Design and construction
- Architect: Karl M. Vitzthum

U.S. Historic district – Contributing property
- Official name: West Loop–LaSalle Street Historic District
- Designated: June 1, 2013
- Reference no.: 12001238

= The Midland Hotel, Chicago =

Historic hotel in Chicago, Illinois, United States

The Midland Hotel, Chicago is a historic hotel located at 172 West Adams Street in the Chicago Loop. Completed in 1927 as the Midland Building, the 22-story structure was designed by architect Karl M. Vitzthum in the Italian Renaissance Revival style. Developed as a private club and office building, it was converted into a hotel in 1938.

The property operated as the W Chicago – City Center from 2000 to 2024 and returned to its historic name in 2025 under Marriott International’s Tribute Portfolio. The building is a contributing property within the West Loop–LaSalle Street Historic District, listed on the National Register of Historic Places.

== History ==

=== Midland Building and Club (1927–1938) ===
The Midland Building was originally planned as a taller tower but was completed at 22 stories. The first six floors housed the Midland Club, a private businessmen’s club, while upper floors were rented as office space.

In 1932 the American Chemical Society’s Chicago Section used the club as its headquarters before relocating in 1934 to the Stevens Hotel (now Hilton Chicago).

The Midland Club did not achieve the prominence of older Loop clubs and dissolved during the Great Depression. The club’s legacy was later referenced by the W Chicago – City Center, which opened the restaurant Midland Social Club in 2018.

=== The Midland Hotel (1938–1996) ===
In 1938 Chicago hotel executive Philip Pekow leased the former club space and opened the Midland Hotel. Over time the hotel expanded to occupy the first twelve floors. Pekow remained associated with the property for decades; his obituary in the Chicago Tribune described him as a veteran hotel executive based on Adams Street.

DATASET CONTENT

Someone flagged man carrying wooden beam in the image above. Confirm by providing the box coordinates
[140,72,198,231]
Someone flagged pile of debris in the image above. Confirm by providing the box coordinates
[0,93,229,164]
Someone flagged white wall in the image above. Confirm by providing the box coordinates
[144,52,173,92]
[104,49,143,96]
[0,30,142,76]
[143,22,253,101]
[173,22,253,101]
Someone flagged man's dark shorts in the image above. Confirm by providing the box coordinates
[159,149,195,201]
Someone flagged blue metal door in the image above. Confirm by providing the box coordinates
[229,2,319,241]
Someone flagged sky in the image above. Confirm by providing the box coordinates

--

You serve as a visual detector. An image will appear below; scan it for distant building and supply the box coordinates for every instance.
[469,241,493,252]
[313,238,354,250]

...

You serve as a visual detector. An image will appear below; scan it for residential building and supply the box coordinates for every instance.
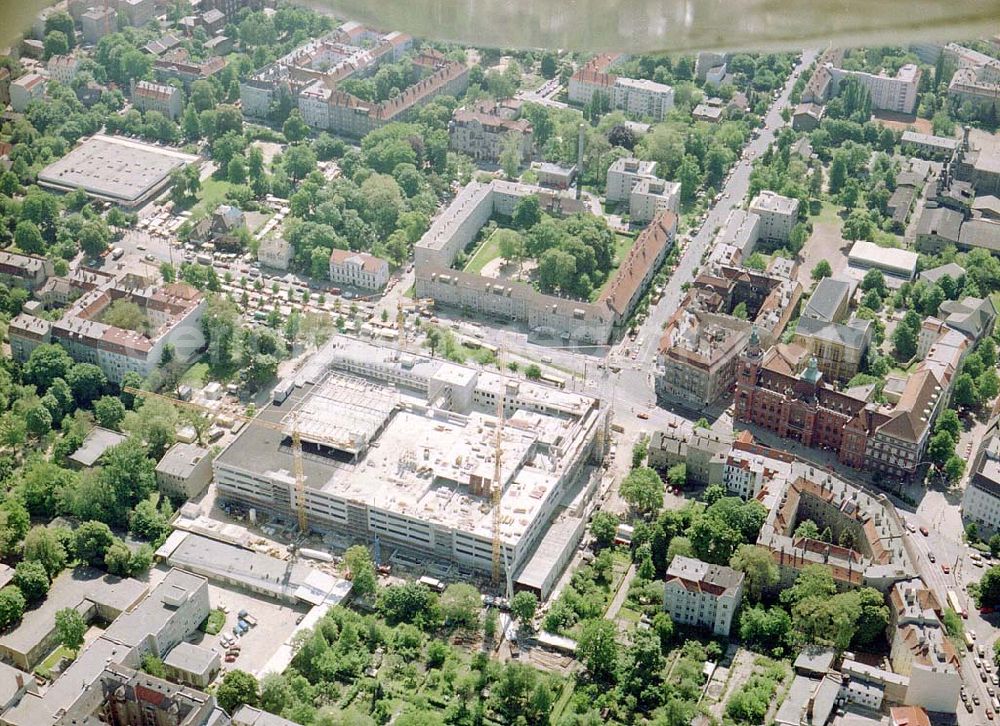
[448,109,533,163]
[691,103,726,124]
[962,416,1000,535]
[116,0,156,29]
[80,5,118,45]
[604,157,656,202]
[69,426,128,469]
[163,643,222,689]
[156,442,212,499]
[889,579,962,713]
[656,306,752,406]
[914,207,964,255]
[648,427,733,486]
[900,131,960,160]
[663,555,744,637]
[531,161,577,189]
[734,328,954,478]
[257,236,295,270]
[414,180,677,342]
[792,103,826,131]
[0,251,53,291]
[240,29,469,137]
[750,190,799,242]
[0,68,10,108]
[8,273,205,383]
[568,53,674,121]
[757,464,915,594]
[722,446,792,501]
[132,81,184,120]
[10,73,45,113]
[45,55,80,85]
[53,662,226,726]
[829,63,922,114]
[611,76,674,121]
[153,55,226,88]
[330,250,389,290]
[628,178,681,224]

WORK ORDER 1
In the extract on the Midland Hotel in Chicago, in what year did the American Chemical Society's Chicago Section move from the club to the Stevens Hotel?
WORK ORDER 2
Pick up the extract on the Midland Hotel in Chicago after its last sentence and continue the text.

WRITTEN RESPONSE 1
1934

WRITTEN RESPONSE 2
The Midland became a familiar Loop venue for banquets, business meetings, and civic gatherings. A 1944 renovation updated guestrooms and restored the main entrance. In 1959 it hosted a major banquet for the Chicago Police Digest.

=== Civic and cultural role ===
On July 27, 1965, the Midland hosted the first public meeting of Mattachine Midwest, one of the Midwest’s early LGBTQ rights organizations. Approximately 140 people attended, and the group launched both a newsletter and a 24-hour helpline at the meeting.

=== W Chicago – City Center (2000–2024) ===
In 1996 Starwood Hotels & Resorts acquired the building and converted it into a W-branded hotel. It reopened in 2000 as the W Chicago – City Center.

A major renovation in 2018 refreshed the lobby and public areas and opened the Midland Social Club restaurant as an homage to the former Midland Club.

=== Return to The Midland Hotel, Chicago (2025–present) ===
In January 2025 the hotel was renamed The Midland Hotel, Chicago under Marriott International’s Tribute Portfolio. The rebrand was accompanied by a two-phase renovation. Phase I emphasized restoration of historic features in public areas, while Phase II focused on modernization of guestrooms and meeting space.

== Architecture ==
The Midland Building is an Italian Renaissance Revival design with a limestone façade, prominent arched openings at street level, and a bracketed cornice line. Its U-shaped plan creates an interior light well opening to the east.

Architect Karl M. Vitzthum designed several prominent Chicago buildings, including One North LaSalle and the Steuben Club Building.